'''

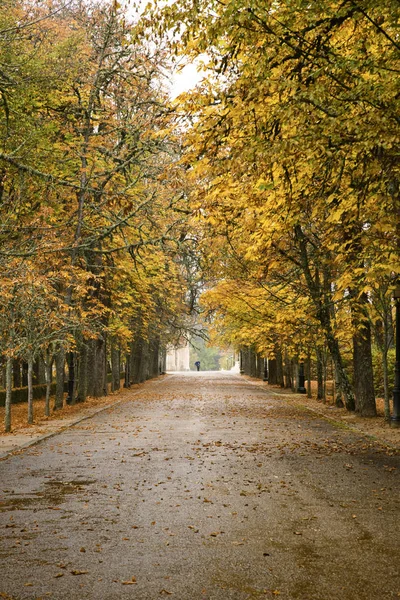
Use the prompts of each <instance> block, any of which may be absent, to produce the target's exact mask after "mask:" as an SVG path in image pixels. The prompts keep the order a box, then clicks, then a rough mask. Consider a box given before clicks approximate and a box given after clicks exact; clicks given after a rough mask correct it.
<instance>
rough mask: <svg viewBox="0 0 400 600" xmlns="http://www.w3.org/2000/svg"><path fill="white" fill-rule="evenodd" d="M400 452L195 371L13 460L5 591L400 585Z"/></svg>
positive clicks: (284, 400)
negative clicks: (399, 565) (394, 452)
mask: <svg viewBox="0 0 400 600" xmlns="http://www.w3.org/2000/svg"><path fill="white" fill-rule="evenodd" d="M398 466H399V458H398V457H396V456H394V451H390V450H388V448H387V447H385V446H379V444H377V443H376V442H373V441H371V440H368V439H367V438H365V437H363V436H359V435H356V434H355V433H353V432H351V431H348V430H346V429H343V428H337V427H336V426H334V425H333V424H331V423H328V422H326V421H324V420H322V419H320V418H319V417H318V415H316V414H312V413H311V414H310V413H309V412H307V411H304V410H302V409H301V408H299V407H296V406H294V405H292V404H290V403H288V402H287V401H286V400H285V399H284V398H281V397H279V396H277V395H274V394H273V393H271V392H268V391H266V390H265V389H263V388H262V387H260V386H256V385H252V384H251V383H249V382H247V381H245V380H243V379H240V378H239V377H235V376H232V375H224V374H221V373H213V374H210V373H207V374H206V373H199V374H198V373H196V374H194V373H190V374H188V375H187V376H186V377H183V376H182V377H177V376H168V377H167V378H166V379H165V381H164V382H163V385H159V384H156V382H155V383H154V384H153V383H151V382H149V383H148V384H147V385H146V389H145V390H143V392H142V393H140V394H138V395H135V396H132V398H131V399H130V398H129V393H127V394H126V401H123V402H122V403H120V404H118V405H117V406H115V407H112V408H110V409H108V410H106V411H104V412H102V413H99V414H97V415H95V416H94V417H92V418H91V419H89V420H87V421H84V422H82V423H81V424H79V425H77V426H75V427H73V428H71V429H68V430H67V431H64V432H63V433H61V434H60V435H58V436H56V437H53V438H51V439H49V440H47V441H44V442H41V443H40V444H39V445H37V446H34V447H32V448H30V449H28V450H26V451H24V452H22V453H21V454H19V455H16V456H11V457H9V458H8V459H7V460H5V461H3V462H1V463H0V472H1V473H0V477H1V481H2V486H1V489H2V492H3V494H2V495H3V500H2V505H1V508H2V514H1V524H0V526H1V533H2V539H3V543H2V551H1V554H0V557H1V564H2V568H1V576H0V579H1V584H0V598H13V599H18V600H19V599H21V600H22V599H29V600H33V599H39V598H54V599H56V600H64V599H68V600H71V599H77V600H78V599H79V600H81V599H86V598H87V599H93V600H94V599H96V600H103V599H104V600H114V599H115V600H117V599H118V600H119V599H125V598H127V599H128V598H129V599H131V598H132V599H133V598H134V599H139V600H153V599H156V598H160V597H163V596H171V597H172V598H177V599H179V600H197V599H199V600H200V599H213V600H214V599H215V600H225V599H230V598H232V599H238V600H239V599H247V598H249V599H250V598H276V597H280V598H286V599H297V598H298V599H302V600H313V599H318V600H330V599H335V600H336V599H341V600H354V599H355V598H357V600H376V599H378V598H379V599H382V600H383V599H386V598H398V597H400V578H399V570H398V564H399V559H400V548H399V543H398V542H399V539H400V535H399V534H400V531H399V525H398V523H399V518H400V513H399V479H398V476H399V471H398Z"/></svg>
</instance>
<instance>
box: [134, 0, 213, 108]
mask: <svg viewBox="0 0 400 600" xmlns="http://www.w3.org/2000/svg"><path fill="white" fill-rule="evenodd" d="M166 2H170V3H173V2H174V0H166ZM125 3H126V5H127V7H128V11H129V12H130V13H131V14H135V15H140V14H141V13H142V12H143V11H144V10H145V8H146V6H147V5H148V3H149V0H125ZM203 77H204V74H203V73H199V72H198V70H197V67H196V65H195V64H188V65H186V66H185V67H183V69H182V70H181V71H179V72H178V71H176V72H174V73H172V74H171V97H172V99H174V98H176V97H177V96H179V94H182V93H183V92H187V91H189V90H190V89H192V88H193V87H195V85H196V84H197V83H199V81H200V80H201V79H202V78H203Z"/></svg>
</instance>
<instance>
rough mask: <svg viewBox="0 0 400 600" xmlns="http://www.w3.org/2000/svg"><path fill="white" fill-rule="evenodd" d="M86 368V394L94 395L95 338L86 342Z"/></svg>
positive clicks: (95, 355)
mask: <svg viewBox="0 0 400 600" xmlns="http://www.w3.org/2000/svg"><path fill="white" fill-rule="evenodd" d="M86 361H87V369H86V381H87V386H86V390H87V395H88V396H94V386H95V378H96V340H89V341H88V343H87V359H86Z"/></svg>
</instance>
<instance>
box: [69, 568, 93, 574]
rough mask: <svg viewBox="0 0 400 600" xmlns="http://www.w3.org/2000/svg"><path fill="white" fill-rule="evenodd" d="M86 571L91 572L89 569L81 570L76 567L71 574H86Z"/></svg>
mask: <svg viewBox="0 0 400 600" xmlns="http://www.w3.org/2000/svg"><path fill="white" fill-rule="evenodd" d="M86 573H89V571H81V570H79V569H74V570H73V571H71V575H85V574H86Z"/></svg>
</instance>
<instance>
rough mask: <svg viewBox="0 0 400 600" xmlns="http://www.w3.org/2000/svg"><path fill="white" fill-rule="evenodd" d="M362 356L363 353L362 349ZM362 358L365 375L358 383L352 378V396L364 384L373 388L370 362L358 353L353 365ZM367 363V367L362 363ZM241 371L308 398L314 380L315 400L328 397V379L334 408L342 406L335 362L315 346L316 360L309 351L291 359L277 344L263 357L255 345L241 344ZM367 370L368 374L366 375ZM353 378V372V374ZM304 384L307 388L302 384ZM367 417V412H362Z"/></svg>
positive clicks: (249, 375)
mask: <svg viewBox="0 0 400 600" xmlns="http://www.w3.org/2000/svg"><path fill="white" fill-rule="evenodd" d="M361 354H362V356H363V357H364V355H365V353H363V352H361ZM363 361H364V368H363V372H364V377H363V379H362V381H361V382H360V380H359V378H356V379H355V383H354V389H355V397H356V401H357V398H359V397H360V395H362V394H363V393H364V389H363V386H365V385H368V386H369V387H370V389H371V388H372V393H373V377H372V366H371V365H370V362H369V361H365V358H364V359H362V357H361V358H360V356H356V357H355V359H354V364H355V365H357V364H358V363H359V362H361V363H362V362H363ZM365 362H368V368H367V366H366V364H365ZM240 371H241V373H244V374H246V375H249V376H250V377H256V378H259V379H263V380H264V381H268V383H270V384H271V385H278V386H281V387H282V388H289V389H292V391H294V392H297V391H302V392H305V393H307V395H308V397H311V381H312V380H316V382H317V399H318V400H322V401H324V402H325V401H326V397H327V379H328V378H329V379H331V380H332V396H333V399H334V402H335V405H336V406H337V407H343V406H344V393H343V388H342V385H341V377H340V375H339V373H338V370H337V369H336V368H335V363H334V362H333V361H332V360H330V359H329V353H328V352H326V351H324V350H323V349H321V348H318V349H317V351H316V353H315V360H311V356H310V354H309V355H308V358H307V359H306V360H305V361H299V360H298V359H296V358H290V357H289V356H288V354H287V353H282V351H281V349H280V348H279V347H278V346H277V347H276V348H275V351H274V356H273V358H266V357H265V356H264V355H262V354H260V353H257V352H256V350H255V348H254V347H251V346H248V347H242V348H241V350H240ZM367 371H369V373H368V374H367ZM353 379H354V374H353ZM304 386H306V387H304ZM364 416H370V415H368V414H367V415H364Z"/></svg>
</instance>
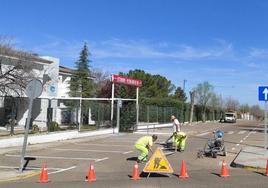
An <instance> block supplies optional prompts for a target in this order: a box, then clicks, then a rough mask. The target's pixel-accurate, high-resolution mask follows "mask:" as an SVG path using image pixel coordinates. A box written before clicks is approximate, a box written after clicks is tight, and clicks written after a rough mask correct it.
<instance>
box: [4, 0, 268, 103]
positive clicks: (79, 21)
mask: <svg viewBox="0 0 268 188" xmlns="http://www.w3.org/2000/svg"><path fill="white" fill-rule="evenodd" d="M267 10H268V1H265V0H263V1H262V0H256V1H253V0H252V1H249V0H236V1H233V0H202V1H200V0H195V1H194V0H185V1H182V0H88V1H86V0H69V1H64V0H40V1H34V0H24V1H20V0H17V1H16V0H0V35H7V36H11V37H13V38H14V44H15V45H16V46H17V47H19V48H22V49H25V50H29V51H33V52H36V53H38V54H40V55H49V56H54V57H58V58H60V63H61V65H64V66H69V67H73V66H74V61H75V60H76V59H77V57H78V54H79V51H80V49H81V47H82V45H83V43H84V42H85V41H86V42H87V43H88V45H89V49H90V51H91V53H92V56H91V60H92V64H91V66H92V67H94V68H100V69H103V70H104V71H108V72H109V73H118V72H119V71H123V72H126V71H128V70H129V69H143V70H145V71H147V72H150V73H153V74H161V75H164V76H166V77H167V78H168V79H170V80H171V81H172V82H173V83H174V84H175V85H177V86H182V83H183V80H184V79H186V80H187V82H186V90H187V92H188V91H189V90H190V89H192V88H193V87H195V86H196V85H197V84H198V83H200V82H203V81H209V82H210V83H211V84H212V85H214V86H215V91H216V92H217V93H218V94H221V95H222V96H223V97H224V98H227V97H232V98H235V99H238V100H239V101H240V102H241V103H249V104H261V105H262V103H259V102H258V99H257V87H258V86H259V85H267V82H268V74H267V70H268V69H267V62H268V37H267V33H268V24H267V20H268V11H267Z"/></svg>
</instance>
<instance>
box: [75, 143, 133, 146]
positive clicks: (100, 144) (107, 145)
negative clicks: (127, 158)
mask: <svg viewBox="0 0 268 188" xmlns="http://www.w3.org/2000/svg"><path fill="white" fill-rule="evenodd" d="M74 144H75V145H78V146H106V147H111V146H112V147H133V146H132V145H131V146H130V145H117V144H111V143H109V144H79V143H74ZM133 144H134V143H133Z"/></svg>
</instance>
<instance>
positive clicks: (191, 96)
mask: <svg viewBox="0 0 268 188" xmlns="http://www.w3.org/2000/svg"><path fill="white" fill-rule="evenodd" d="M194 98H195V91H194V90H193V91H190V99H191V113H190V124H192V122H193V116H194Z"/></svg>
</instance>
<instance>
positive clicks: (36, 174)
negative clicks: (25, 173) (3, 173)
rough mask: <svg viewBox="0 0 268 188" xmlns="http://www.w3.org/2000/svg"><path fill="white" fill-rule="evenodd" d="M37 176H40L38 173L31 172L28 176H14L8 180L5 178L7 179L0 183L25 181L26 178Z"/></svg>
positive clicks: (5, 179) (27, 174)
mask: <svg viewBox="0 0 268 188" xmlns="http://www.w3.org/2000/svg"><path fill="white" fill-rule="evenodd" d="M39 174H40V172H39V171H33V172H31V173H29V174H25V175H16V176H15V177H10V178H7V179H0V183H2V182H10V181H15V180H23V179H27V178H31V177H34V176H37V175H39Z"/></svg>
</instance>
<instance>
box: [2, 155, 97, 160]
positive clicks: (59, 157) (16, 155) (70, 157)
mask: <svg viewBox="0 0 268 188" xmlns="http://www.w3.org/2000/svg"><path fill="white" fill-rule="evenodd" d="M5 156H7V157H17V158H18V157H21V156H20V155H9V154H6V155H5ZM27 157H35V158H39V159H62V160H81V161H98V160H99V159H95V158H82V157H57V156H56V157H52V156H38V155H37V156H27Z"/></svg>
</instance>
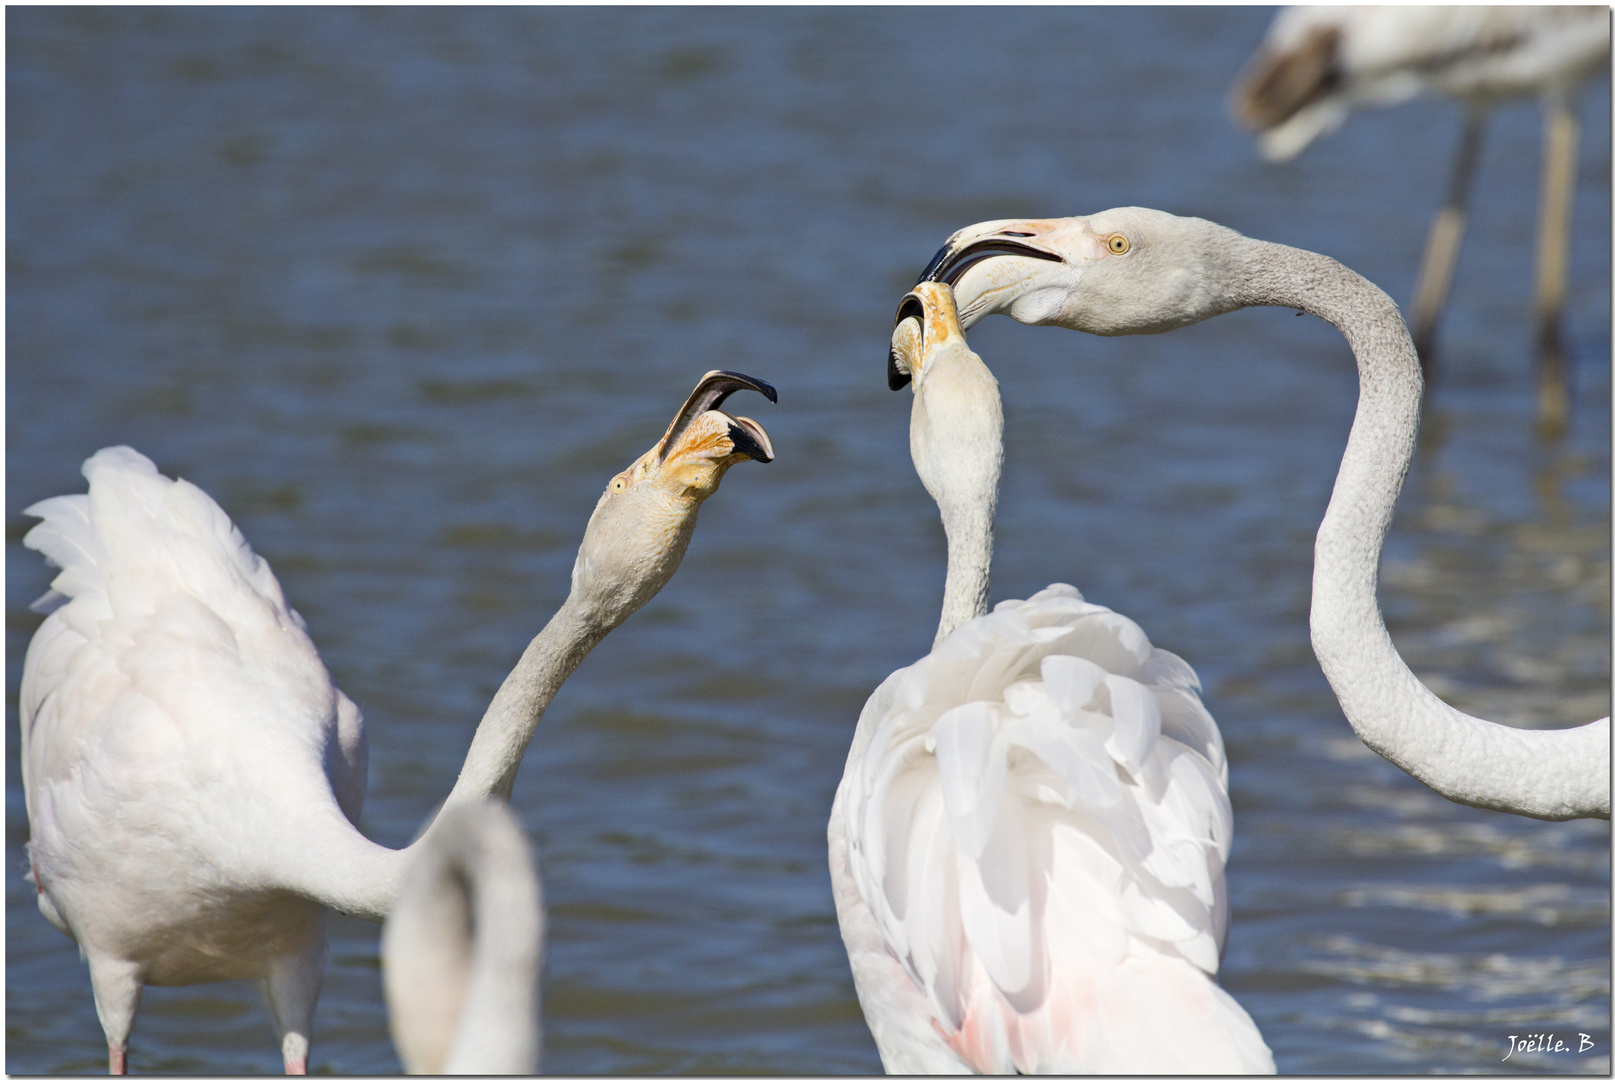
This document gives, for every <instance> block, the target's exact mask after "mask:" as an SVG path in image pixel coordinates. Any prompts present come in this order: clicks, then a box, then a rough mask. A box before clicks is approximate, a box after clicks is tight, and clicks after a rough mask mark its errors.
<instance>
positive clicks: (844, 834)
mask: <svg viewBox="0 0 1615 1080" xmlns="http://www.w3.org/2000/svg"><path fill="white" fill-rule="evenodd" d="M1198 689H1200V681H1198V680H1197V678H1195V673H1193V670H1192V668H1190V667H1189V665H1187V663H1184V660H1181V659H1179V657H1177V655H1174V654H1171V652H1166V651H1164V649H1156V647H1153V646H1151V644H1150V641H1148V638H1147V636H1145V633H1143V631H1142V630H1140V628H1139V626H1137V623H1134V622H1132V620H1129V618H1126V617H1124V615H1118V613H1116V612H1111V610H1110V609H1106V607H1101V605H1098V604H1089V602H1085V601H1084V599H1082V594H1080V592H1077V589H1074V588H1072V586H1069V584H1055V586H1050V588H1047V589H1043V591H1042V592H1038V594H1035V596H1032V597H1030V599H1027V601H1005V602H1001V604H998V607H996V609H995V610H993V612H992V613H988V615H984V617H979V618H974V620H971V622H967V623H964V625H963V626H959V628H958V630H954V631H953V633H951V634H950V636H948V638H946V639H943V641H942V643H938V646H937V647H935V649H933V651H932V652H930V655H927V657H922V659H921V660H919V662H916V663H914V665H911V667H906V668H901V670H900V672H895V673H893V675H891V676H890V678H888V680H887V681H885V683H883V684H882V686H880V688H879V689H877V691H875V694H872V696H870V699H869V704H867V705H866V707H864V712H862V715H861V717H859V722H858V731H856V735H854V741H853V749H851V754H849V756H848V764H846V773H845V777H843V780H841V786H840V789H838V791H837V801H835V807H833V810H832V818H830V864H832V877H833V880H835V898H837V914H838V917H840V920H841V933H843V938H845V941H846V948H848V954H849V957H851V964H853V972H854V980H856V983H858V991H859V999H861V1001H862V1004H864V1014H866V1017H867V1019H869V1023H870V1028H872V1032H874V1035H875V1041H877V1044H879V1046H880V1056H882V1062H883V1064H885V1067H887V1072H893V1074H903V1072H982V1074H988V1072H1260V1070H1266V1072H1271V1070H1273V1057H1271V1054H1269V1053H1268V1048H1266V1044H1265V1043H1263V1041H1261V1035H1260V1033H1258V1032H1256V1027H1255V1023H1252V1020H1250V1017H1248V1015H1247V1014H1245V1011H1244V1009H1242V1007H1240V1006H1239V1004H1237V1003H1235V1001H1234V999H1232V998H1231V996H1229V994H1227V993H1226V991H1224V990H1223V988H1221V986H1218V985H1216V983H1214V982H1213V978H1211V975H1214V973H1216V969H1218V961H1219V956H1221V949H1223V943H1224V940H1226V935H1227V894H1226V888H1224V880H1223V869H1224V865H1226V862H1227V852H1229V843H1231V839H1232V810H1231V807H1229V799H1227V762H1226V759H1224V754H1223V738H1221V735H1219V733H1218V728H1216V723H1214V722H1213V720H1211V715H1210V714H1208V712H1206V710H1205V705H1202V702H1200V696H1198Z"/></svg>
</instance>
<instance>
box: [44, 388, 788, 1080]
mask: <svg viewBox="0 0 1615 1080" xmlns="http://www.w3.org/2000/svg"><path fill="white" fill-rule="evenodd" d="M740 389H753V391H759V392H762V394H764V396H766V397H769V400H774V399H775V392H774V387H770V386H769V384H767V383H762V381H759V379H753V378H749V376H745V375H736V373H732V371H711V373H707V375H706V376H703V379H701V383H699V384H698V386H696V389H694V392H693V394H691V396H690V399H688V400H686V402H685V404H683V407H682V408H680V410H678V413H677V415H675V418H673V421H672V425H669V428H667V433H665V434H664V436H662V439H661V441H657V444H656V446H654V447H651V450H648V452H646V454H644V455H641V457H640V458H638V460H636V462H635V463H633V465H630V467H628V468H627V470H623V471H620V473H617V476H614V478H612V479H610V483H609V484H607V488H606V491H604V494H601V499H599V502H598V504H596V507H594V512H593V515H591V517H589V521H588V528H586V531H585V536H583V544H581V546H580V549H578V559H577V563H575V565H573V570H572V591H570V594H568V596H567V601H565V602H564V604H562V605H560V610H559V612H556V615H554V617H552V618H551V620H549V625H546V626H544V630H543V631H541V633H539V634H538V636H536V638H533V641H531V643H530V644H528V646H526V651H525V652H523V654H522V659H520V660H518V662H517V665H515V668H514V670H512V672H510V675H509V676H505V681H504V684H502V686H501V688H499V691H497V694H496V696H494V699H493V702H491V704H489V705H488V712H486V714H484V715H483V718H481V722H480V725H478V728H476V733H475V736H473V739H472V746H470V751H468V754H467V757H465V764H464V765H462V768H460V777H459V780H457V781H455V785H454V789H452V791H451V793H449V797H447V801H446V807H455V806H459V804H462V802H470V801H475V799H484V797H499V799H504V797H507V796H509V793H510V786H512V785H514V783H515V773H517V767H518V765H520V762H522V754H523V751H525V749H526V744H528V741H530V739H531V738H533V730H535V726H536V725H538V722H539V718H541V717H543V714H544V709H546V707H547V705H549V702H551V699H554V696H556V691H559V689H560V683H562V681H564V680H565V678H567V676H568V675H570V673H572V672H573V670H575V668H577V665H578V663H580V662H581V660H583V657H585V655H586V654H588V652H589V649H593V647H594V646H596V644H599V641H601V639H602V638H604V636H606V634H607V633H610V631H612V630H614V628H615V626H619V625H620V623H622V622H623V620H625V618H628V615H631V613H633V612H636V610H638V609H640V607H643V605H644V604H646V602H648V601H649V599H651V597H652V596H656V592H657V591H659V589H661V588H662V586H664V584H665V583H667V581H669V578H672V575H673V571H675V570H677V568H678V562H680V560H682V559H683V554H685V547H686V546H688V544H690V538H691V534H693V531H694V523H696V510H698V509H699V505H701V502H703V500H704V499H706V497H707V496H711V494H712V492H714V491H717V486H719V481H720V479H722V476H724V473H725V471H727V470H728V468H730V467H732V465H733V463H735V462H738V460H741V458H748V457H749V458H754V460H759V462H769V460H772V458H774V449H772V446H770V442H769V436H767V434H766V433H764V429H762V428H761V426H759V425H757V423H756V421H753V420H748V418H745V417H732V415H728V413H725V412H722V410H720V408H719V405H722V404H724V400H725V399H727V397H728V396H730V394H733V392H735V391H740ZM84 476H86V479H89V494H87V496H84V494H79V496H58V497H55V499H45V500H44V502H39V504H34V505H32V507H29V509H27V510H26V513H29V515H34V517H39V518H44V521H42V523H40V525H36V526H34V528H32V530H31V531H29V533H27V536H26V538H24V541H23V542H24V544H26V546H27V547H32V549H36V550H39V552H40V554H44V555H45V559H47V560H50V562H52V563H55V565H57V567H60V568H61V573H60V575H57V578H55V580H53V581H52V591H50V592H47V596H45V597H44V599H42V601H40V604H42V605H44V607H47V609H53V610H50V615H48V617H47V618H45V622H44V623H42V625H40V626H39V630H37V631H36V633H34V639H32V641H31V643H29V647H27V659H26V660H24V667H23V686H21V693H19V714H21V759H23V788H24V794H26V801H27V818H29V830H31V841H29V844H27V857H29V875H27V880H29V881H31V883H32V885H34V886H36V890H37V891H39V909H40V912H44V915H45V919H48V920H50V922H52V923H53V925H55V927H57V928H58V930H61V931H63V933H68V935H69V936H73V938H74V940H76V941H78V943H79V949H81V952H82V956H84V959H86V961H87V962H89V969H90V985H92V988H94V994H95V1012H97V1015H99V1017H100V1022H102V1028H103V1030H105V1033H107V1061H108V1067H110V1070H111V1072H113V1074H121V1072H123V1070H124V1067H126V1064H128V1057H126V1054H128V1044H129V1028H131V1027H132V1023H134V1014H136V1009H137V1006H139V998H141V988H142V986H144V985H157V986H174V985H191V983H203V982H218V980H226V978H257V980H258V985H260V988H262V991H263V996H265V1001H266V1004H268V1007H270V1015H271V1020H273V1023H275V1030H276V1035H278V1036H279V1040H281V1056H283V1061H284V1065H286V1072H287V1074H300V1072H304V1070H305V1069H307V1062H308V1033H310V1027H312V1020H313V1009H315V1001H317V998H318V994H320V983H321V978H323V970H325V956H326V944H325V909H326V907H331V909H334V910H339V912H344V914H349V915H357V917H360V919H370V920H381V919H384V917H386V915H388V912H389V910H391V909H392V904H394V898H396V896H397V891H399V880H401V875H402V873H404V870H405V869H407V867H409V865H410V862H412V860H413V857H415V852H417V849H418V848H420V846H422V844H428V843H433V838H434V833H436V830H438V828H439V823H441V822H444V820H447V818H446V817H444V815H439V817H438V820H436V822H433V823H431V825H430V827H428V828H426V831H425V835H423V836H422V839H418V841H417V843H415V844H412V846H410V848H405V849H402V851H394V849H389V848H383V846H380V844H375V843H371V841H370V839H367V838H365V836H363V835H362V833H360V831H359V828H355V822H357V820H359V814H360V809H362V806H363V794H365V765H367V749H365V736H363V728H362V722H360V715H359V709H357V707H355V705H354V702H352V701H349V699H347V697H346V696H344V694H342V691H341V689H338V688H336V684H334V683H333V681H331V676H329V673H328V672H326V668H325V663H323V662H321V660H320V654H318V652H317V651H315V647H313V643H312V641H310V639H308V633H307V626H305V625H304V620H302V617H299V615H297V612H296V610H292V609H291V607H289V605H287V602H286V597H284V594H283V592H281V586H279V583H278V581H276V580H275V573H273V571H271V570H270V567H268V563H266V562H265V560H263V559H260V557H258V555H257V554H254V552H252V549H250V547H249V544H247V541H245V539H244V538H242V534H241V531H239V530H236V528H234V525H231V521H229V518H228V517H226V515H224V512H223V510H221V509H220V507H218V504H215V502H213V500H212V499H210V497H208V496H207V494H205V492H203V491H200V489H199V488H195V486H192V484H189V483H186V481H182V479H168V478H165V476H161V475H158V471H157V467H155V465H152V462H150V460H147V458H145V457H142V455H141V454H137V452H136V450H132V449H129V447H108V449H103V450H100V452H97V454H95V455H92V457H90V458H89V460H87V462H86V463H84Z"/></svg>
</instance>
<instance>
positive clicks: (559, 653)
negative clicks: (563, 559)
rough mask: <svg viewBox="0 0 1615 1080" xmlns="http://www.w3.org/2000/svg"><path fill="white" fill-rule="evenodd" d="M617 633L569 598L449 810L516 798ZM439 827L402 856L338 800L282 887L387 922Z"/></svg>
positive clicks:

'''

Per favore, inserisci in una lista JSON di stringhe le righe che vanno dall'inizio delle voci fino alla riga con "positive clicks: (284, 400)", compresa, una stringa per riga e senza righe vuote. Lascia fuori dalla risposta le immagini.

[Soluzione del problema]:
[
  "Use the prompts of each <instance> block, any of which may be absent, to produce the target's exact mask after \"mask:\" as an SVG path in image pixels. The prompts keep the order a box, then clicks, then a rough mask. Consider a box given before clicks approximate and a box given after clicks exact; clicks given after a rough mask correct it.",
  "<instance>",
  "rough mask: <svg viewBox=\"0 0 400 600\" xmlns=\"http://www.w3.org/2000/svg\"><path fill=\"white\" fill-rule=\"evenodd\" d=\"M400 452L195 371L13 460L5 591L400 585Z\"/></svg>",
  "positive clicks: (284, 400)"
]